That test is: Can you kill a man for politics; can you swear an oath knowing that you are telling a lie; and can you pull your shirt and fight in the marketplace. To redeem politics in Nigeria the imperative of the cleaning of the augean stable is critical. This is not because the focus on morality in Western political thought assured the public sphere was free of cobwebs but because it has ensured pressure for accountability which results in institutional arrangements that give confidence to those whose ideas and investments propel human progress.

I have referred often to the French parliamentarian and writer of the first half of the 19th century, Fredric Bastiat, who writes about the abuse of the law by those who have authority. In the law, a book that appeared in the year of his demise, 1850, he shows the pursuit of power as often a journey to use power for legal plunder.

Whether it be legal plunder or illegal plunder sets back the context of competition that provides incentives for economic wealth creation. Sadly, a great deal of our transactional politics tends towards even illegal plunder.

This poison of plunder often reduces citizen wannabes to either tribesmen or idiots in the Greek categorisation of society on a hierarchy of idiots, at the base, tribesmen and citizens. Where idiots or fools are people who think more of themselves with little care for others and tribesmen value only people of primordial relations and see people outside the group as threats to be fought and are therefore combative.

The top of the hierarchy are citizens who treasure the shared humanity and common good. The collapse of character in Nigeria has exacerbated the return to the clan and the erosion of civic culture in the Peter Ekeh sense. This has made nation building more challenged. And continues to decelerate the pace of development in the country. The importance of ethics and character in politics must be elevated now if progress is to come to our climes. Why is this so important?

The major reason it is important is that politicians are agents, as representative of the people sent on errand for the people. They are fiduciaries with a duty to act in the best interest of those they represent. As our experience shows clearly when they are of poor character or do not act ethically, personal goals substitute for public goals and the common good gets sacrificed. Progress courses it path forward much more slowly in such places. Integrity and character should, therefore, be the litmus test for politicians, the absence of such, troubles our polity today.

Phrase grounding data
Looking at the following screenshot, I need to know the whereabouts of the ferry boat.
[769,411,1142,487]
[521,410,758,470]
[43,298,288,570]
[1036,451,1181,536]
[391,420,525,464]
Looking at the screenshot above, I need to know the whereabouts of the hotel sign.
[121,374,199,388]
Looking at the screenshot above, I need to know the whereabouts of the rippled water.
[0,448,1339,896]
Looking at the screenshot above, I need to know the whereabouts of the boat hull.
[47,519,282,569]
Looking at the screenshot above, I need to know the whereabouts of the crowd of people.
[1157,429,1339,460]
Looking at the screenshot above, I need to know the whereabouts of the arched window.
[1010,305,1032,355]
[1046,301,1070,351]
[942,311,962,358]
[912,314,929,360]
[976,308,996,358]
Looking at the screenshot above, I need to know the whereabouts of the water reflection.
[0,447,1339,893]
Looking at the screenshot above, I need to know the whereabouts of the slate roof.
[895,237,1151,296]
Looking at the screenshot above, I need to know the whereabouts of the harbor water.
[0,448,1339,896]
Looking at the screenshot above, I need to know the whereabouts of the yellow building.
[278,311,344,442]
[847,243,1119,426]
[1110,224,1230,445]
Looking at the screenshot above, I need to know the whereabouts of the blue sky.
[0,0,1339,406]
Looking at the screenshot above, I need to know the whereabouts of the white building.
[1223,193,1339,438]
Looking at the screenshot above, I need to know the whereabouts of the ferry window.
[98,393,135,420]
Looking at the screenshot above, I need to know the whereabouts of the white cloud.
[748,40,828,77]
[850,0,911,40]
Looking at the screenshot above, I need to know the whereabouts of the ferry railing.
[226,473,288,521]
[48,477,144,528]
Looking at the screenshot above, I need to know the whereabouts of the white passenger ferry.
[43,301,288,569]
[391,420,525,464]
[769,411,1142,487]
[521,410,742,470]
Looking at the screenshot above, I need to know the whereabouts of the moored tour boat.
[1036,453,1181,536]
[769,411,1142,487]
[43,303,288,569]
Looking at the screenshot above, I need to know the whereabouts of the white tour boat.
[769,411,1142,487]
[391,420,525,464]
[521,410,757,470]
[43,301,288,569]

EXERCISE REQUIREMENTS
a: According to the text on character in Nigerian politics, which group sits at the top of the Greek hierarchy of society?
b: Carry on the essay about ethics in Nigerian politics from the point where it ends.

SET OF ANSWERS
a: Citizens, who treasure the shared humanity and common good.

b:
In looking at how values shape human progress, as the Harvard colloquium on the subject derived from Daniel Patrick Moynchan’s two truths suggest, I have worried much about character and how society builds character. I found that when national character is right and infused well in its people, it is often through the example of leaders, especially political ones.

The case of Lee Kuan Yew in once very corrupt Singapore is emblematic of this mantra. Truly, character matters as Singapore’s rise From Third World to the First, in one generation, to borrow from the title of Lee Kuan Yew’s memoirs, proves. Culture matters. And character is a building block of culture. Lawrence Harrison and Samuel P Huntington who moderated the Harvard colloquium would surely agree.

This is why no society can take the absence of character in its political class as a joking matter. The slogan that reminds me of this is the motto: when wealth is lost, nothing is lost, when health is lost, something is lost; when character is lost, all is lost.

I hope we can recover national character which has been lost to the collapse of culture in Nigeria. I believe Jared Diamond who makes the point in his great tome on human civilisation, the book, Collapse, about how societies have failed throughout human history, that culture, values are central to the cause for Nigeria to rise up again.

Culture has to be reformed and politicians have to live as people of character whose word is their bond. Professor Utomi, a political economist and founder of the Centre for Values in Leadership, is co-chair with Rt. Hon Ghali Umar Na’abba of the National Consultative Front.